# Exercise description
Repeat the entries in full. Each line must match exactly.

[Collected data entries]
▬▬▬▬▬▬

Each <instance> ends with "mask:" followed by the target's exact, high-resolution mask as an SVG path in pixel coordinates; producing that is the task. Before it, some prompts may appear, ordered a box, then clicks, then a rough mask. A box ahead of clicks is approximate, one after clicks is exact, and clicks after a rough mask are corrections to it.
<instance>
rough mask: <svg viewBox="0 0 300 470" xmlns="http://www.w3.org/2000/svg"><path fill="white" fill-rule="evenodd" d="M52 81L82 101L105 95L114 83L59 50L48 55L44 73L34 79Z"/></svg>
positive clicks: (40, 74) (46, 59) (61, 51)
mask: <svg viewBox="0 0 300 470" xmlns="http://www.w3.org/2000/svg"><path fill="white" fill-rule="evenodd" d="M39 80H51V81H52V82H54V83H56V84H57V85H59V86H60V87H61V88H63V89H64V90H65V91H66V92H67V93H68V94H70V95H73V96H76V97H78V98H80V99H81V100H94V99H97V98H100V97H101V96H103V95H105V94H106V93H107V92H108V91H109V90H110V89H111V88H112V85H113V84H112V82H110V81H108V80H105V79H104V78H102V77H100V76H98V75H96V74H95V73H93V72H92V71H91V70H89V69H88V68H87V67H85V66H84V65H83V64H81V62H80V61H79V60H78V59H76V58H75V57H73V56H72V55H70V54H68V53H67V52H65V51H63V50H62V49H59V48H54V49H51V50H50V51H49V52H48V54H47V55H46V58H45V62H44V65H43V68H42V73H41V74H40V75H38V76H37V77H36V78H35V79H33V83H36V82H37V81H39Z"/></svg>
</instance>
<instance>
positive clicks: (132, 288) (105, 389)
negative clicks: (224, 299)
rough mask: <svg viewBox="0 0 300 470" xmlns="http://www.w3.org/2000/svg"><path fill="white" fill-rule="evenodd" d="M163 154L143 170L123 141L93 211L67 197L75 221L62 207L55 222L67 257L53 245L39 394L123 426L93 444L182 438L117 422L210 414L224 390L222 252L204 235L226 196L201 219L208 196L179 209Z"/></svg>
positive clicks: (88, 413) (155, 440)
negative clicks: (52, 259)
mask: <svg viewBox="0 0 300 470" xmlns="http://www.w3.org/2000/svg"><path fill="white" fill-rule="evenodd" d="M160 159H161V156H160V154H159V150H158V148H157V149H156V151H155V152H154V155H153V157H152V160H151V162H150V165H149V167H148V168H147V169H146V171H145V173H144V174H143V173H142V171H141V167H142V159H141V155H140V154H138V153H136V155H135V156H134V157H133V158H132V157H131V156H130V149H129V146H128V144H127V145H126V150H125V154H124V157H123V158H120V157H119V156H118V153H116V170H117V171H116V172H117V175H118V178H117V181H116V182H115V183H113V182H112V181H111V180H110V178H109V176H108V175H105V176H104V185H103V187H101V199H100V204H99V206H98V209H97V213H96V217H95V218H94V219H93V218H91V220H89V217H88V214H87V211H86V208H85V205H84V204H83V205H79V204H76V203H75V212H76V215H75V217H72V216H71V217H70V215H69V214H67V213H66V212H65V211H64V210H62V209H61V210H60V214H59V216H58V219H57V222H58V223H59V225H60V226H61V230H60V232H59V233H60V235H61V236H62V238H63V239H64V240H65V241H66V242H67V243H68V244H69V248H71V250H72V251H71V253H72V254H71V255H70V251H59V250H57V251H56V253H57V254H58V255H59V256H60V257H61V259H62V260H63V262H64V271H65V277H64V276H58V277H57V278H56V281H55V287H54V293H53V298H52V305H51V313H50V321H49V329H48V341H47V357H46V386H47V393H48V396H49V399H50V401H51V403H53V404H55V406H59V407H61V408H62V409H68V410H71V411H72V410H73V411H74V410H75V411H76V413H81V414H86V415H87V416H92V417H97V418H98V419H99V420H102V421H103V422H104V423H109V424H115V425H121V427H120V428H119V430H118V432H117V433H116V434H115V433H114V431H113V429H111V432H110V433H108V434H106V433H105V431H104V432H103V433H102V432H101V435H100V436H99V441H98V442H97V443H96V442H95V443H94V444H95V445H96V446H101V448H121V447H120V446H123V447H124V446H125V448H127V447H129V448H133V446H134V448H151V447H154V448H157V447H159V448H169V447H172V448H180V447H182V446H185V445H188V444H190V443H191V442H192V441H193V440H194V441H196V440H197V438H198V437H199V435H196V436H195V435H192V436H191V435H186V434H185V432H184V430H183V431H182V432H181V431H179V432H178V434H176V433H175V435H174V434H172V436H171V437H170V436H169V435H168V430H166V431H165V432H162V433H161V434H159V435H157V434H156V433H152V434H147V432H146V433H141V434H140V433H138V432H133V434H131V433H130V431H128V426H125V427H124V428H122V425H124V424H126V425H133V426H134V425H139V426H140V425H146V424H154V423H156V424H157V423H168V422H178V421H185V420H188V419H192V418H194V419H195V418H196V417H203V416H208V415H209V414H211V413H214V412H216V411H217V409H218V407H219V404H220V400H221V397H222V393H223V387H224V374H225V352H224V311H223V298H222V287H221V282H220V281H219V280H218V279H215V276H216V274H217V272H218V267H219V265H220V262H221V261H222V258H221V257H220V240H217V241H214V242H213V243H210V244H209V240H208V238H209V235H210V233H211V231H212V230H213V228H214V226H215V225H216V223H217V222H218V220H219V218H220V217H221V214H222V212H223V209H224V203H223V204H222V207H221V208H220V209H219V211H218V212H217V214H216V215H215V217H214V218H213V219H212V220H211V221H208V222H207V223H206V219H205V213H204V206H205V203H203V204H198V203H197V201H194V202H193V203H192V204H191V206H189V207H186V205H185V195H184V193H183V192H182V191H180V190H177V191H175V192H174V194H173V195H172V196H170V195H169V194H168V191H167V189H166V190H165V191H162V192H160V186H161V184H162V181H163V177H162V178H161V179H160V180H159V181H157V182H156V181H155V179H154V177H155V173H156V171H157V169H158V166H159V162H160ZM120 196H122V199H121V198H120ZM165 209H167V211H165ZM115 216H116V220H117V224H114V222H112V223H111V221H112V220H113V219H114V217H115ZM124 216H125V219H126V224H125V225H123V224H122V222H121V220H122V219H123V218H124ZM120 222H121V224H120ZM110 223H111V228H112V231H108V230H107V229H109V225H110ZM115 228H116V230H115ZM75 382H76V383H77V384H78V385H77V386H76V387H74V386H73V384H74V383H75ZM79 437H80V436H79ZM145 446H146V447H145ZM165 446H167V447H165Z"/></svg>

▬▬▬▬▬▬

# Solved problem
Each <instance> ends with "mask:" followed by the target's exact, high-resolution mask as an SVG path in pixel coordinates; producing that is the task. Before it, some prompts may appear, ordered a box, then clicks, then a rough mask. A box ahead of clicks is approximate, one after clicks is exact, and clicks after a rough mask are corrections to it.
<instance>
rough mask: <svg viewBox="0 0 300 470" xmlns="http://www.w3.org/2000/svg"><path fill="white" fill-rule="evenodd" d="M52 81L82 101L105 95L114 83L59 50L48 55L44 73L34 79Z"/></svg>
positive clicks: (40, 74) (46, 59) (61, 51)
mask: <svg viewBox="0 0 300 470" xmlns="http://www.w3.org/2000/svg"><path fill="white" fill-rule="evenodd" d="M39 80H51V81H52V82H54V83H56V84H57V85H59V86H60V87H61V88H63V89H64V90H65V91H66V92H67V93H68V94H70V95H73V96H76V97H78V98H80V99H81V100H94V99H97V98H100V97H101V96H103V95H105V94H106V93H107V92H108V91H109V90H110V89H111V88H112V85H113V84H112V82H110V81H108V80H105V79H104V78H102V77H100V76H98V75H96V74H95V73H93V72H92V71H91V70H89V69H88V68H87V67H85V66H84V65H83V64H81V62H80V61H79V60H78V59H76V58H75V57H73V56H72V55H70V54H68V53H67V52H65V51H63V50H62V49H59V48H54V49H51V50H50V51H49V52H48V54H47V55H46V58H45V62H44V65H43V68H42V73H41V74H40V75H38V76H37V77H36V78H35V79H33V83H36V82H37V81H39Z"/></svg>
</instance>
<instance>
positive clicks: (132, 288) (105, 389)
negative clicks: (224, 299)
rough mask: <svg viewBox="0 0 300 470" xmlns="http://www.w3.org/2000/svg"><path fill="white" fill-rule="evenodd" d="M163 154L143 170L123 141L93 211L67 197L75 221L62 207L55 222L67 257L53 245L39 394L123 426L93 444L182 438L117 422L210 414L224 390L222 252L204 235L226 196L201 219L208 196L179 209Z"/></svg>
positive clicks: (88, 413) (155, 440)
negative clicks: (52, 259)
mask: <svg viewBox="0 0 300 470" xmlns="http://www.w3.org/2000/svg"><path fill="white" fill-rule="evenodd" d="M160 159H161V156H160V154H159V150H158V148H157V149H156V151H155V152H154V155H153V157H152V160H151V162H150V165H149V167H148V168H147V169H146V171H145V173H144V174H143V173H142V171H141V167H142V159H141V155H140V154H138V153H136V155H135V156H134V157H133V158H132V157H131V156H130V149H129V146H128V144H127V145H126V150H125V154H124V157H123V158H120V157H119V156H118V153H116V170H117V171H116V172H117V175H118V178H117V181H116V182H115V183H113V182H112V181H111V180H110V178H109V176H108V175H105V176H104V185H103V187H101V199H100V204H99V206H98V209H97V213H96V217H95V218H94V219H93V218H91V220H89V217H88V214H87V211H86V208H85V205H84V204H83V205H79V204H76V203H75V212H76V215H75V217H72V216H71V217H70V215H69V214H67V213H66V212H65V211H64V210H62V209H61V210H60V214H59V216H58V219H57V222H58V223H59V225H60V226H61V230H60V232H59V233H60V235H61V236H62V238H63V239H64V240H65V241H66V242H67V243H68V244H69V248H71V250H72V251H71V253H72V254H71V255H70V251H59V250H57V251H56V253H57V254H58V255H59V256H60V257H61V259H62V260H63V262H64V271H65V277H64V276H58V277H57V278H56V281H55V287H54V293H53V298H52V305H51V313H50V321H49V329H48V341H47V357H46V386H47V393H48V396H49V399H50V401H51V403H53V404H55V406H59V407H61V408H62V409H68V410H71V411H72V410H73V411H74V410H75V411H76V413H81V414H86V415H87V416H92V417H97V418H98V419H99V420H102V421H103V422H104V423H109V424H115V425H121V427H120V428H119V430H118V432H117V433H116V434H115V433H114V431H113V429H111V432H110V433H108V434H106V433H105V431H104V432H103V433H102V432H101V435H100V436H99V441H98V442H97V443H96V442H95V443H94V444H95V445H96V446H101V448H121V447H120V446H123V447H124V446H125V448H127V447H129V448H133V446H134V448H151V447H154V448H157V447H159V448H169V447H172V448H180V447H182V446H185V445H188V444H190V443H191V442H192V441H193V440H194V441H196V440H197V438H198V437H199V435H196V436H195V435H192V436H191V435H186V434H185V432H184V430H183V431H182V432H181V431H179V432H178V434H176V433H175V435H174V434H172V436H171V437H170V436H169V435H168V430H166V431H165V432H162V433H161V434H159V435H157V434H156V433H152V434H147V432H146V433H141V434H140V433H138V432H133V434H131V433H130V431H128V426H125V427H124V428H122V425H124V424H126V425H133V426H134V425H139V426H140V425H146V424H154V423H156V424H157V423H168V422H178V421H185V420H188V419H192V418H194V419H195V418H196V417H203V416H208V415H209V414H211V413H214V412H216V411H217V409H218V407H219V404H220V400H221V397H222V393H223V387H224V374H225V352H224V311H223V298H222V287H221V282H220V281H219V280H218V279H215V276H216V274H217V272H218V267H219V265H220V262H221V261H222V258H221V257H220V240H217V241H214V242H213V243H210V244H209V240H208V238H209V235H210V233H211V231H212V230H213V228H214V226H215V225H216V223H217V222H218V220H219V218H220V217H221V214H222V212H223V209H224V203H223V204H222V207H221V208H220V209H219V211H218V212H217V214H216V215H215V217H214V218H213V219H212V220H211V221H208V222H207V223H206V219H205V213H204V206H205V203H203V204H198V203H197V201H194V202H193V203H192V204H191V206H189V207H186V205H185V195H184V193H183V192H182V191H180V190H177V191H175V192H174V194H173V195H172V196H170V195H169V194H168V191H167V189H166V190H165V191H162V192H160V186H161V184H162V181H163V177H162V178H161V179H160V180H159V181H157V182H156V181H155V179H154V177H155V173H156V171H157V169H158V166H159V162H160ZM120 196H122V199H121V198H120ZM165 209H167V211H165ZM115 216H116V220H117V224H114V222H112V223H111V221H112V220H113V219H114V217H115ZM124 216H125V219H126V224H125V225H123V224H122V222H121V220H122V219H123V218H124ZM120 222H121V224H120ZM110 223H111V228H112V231H108V230H107V229H109V225H110ZM115 228H116V230H115ZM75 382H76V383H77V384H78V385H77V386H76V387H74V386H73V384H74V383H75ZM79 437H80V436H79ZM145 446H146V447H145ZM165 446H167V447H165Z"/></svg>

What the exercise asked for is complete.